◆ **What to work on**: Return every line of the material below that contains the string "cable".

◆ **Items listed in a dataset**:
────

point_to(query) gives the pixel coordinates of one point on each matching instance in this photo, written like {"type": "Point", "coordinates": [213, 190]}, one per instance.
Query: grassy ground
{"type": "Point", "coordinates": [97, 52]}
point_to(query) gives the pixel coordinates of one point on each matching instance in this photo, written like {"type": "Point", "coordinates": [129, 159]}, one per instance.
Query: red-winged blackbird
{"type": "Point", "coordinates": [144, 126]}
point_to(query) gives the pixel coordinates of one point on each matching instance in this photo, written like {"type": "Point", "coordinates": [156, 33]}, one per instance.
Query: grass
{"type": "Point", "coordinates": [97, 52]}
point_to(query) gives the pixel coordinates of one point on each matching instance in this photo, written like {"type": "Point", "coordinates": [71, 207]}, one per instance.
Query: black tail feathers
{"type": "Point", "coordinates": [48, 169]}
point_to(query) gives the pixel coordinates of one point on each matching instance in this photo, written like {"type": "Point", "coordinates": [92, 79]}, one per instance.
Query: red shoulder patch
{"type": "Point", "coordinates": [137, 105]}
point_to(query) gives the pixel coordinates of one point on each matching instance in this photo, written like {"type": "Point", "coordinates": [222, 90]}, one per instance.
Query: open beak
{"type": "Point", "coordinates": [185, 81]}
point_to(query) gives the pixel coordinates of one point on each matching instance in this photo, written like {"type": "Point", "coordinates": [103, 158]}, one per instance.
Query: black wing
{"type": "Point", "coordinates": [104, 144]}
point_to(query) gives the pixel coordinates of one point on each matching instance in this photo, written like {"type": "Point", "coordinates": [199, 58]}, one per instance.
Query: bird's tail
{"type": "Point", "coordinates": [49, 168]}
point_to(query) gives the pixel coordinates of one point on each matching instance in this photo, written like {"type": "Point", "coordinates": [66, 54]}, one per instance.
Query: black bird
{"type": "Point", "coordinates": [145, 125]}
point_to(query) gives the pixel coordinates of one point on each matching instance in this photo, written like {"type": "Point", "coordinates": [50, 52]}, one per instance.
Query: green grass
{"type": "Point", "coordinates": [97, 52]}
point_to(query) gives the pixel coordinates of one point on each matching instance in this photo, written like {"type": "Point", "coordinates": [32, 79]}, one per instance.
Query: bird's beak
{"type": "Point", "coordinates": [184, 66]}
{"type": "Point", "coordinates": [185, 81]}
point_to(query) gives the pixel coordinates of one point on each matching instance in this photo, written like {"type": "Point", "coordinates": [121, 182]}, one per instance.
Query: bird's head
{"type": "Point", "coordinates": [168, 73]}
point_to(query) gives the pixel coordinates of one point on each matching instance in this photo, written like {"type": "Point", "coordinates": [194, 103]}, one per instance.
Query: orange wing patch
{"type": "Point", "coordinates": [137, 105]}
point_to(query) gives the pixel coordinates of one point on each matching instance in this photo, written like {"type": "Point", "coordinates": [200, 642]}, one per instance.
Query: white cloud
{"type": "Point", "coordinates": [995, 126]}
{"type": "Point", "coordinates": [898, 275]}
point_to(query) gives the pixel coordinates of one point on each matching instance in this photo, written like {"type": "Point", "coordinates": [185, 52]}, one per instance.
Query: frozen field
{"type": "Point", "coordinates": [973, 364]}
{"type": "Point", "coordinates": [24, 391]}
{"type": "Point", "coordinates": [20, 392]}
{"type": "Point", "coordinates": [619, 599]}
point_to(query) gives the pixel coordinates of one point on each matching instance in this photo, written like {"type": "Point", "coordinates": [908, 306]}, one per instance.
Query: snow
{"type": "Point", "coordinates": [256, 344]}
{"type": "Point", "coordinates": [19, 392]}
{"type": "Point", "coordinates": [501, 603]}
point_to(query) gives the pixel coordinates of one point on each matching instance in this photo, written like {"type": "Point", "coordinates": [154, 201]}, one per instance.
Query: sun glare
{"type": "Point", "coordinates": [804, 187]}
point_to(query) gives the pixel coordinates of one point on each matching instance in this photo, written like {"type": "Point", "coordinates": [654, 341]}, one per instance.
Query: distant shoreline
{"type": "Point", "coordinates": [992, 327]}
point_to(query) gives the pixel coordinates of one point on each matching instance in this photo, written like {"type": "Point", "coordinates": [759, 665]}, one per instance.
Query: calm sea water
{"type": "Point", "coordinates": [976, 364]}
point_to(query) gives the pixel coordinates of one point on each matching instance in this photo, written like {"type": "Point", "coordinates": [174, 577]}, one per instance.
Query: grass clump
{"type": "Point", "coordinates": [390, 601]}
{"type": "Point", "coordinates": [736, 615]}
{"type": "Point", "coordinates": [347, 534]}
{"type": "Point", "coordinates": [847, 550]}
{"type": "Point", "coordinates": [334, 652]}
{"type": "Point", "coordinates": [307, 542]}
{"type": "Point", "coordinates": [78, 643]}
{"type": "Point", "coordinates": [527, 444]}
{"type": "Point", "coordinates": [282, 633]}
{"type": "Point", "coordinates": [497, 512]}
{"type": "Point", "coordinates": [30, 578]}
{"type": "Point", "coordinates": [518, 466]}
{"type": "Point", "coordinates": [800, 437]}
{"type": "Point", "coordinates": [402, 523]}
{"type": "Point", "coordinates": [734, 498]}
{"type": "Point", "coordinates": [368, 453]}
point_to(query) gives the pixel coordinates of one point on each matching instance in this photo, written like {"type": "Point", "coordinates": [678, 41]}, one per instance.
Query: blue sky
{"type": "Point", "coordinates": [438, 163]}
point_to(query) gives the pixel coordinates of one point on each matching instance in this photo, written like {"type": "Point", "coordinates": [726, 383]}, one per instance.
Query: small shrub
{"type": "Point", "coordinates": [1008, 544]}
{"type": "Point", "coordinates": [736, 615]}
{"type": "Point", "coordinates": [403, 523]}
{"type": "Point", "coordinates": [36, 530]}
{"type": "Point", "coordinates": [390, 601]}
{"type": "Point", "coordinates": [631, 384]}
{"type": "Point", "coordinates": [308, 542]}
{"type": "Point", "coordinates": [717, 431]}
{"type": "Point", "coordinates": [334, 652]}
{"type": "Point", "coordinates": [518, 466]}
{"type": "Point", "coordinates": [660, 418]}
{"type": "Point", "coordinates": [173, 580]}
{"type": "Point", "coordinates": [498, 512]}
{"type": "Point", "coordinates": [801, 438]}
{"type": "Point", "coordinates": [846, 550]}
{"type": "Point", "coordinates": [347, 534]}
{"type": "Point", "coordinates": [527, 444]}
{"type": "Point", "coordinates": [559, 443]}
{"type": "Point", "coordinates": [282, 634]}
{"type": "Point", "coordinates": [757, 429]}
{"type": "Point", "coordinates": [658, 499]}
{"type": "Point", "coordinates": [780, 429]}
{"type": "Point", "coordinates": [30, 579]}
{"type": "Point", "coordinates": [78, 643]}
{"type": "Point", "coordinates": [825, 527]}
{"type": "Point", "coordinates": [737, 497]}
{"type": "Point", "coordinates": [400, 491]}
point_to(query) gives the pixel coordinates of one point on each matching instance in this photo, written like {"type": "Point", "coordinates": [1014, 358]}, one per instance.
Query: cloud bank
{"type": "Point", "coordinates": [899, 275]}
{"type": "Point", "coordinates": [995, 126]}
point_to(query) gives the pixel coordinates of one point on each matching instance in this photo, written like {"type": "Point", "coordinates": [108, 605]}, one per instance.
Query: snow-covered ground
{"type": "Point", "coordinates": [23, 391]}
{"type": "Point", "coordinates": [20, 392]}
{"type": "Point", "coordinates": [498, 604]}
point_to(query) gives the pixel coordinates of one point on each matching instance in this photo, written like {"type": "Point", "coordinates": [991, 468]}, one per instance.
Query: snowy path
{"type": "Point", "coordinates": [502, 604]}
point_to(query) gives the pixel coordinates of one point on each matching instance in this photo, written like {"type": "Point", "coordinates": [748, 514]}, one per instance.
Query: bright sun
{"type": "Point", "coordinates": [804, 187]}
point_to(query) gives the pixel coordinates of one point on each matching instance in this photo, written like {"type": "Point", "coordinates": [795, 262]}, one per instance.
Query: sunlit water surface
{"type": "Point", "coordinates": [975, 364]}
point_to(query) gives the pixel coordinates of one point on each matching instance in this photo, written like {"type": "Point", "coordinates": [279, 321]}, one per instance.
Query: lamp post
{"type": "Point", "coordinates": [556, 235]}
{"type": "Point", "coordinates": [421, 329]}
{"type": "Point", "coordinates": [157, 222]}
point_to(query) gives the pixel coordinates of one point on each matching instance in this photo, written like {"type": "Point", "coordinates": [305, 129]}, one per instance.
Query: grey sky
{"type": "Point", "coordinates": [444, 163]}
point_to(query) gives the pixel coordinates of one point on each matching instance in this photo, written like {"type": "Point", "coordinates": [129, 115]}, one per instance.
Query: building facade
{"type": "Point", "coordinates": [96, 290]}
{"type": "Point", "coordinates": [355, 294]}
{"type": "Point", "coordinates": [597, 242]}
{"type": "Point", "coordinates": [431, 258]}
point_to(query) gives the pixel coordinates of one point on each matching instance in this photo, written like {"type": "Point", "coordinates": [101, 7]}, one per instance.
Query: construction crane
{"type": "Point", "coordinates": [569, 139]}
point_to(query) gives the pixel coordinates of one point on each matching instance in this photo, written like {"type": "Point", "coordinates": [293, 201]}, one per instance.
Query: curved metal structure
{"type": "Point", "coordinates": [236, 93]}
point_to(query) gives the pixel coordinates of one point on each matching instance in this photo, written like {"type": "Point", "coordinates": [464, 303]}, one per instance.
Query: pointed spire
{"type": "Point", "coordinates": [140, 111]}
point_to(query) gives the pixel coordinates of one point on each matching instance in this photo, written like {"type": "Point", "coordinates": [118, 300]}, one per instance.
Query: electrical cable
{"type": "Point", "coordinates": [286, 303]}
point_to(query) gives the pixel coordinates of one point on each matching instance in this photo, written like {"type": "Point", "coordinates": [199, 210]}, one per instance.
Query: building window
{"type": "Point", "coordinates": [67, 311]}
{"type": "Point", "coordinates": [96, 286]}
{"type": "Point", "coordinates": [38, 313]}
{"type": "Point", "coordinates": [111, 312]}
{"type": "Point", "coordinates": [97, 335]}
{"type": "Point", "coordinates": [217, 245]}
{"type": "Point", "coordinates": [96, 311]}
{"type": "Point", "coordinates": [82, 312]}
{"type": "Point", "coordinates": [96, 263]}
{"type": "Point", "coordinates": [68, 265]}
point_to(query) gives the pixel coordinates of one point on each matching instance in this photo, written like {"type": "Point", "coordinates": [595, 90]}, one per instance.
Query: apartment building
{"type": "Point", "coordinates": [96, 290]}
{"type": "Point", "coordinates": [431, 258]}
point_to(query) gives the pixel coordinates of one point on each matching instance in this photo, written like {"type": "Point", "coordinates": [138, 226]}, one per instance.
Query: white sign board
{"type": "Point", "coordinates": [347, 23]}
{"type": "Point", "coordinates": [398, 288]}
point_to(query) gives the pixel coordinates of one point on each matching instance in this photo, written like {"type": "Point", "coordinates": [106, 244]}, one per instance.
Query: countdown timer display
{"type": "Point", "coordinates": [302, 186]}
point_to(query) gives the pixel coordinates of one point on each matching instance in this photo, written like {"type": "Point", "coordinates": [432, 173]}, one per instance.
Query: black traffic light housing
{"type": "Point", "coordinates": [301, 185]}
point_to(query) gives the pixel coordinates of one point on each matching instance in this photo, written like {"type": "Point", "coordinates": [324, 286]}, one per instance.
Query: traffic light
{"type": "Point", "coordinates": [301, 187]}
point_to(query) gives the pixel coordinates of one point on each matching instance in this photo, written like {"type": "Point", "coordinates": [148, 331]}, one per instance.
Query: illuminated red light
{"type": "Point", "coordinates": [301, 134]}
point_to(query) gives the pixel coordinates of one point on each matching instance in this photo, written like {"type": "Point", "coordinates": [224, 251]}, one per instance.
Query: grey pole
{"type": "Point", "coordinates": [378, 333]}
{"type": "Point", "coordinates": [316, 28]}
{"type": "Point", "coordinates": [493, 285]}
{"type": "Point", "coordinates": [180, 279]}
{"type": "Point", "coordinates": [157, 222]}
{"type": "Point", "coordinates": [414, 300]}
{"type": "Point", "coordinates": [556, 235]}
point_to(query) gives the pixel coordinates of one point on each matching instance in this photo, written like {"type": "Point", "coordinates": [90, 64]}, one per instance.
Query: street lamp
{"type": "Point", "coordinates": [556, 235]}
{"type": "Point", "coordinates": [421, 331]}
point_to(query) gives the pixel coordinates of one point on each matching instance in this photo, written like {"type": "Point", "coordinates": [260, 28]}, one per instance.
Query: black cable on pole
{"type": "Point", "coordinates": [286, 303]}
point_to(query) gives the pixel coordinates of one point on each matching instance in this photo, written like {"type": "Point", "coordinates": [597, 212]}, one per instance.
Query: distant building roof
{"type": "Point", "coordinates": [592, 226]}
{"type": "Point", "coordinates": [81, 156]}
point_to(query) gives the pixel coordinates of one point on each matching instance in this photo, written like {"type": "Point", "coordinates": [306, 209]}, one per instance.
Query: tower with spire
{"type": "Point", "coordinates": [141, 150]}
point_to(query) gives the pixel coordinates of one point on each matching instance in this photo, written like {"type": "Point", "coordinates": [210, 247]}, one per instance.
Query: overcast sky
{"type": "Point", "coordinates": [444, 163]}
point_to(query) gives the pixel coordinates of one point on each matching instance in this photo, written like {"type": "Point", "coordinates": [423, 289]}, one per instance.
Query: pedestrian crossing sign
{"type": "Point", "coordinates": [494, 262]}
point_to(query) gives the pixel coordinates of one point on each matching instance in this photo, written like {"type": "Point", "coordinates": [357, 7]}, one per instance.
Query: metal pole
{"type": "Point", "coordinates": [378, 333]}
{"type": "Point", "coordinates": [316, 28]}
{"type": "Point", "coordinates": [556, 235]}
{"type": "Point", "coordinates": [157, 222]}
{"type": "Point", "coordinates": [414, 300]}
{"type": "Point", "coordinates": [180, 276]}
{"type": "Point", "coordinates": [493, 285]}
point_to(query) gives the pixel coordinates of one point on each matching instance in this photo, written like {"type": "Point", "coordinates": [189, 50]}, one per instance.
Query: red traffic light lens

────

◆ **Solution for this problem**:
Query: electrical cable
Query: black cable on pole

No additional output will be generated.